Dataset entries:
------------------------
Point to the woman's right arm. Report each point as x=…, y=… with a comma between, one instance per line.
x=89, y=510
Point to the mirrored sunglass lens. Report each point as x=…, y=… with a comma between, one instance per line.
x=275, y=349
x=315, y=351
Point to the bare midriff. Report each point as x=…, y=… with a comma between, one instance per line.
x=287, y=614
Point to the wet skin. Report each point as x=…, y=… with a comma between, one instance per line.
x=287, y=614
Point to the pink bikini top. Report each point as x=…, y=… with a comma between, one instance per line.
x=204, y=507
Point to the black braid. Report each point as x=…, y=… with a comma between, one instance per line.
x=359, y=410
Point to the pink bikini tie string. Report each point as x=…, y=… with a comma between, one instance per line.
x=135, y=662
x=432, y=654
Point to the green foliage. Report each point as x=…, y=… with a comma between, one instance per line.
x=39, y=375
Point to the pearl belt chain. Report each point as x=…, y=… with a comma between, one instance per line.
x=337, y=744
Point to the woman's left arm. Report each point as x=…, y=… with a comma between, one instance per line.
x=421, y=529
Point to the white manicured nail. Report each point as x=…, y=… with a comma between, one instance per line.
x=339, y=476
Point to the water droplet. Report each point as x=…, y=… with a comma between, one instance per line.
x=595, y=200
------------------------
## Work instructions
All the lines above should appear again in the answer, exactly as written.

## Answer below
Point to the woman's right arm. Report each point as x=…, y=… with a comma between, one instance per line.
x=89, y=510
Point to the mirrored sunglass lens. Report each point as x=…, y=… with a comma between, one instance per line.
x=275, y=349
x=315, y=351
Point to the bare midriff. Report each point as x=…, y=… with a comma between, one instance per line.
x=287, y=614
Point to the wet skin. Report each point as x=…, y=… with a comma between, one instance per line.
x=287, y=614
Point to the pink bikini top. Report each point as x=…, y=… with a comma between, one instance per line.
x=204, y=507
Point to the black braid. Report each point as x=…, y=… with a comma between, one instance per line.
x=359, y=410
Point to the pink bikini tie string. Report each point as x=…, y=… with a comma between, one instance per line.
x=135, y=662
x=432, y=654
Point to the green foliage. Report each point as x=…, y=… with a comma between, one instance per line.
x=39, y=375
Point to the pearl belt chain. Report each point as x=…, y=… with a comma between, one instance per line.
x=337, y=744
Point to the woman's left arm. Report each point as x=…, y=… with a comma between, one instance per line.
x=421, y=529
Point to the white manicured nail. Report each point as x=…, y=… with a comma between, one instance per line.
x=339, y=476
Point to the water droplet. Report each point as x=…, y=… with a comma between, one instance per line.
x=595, y=200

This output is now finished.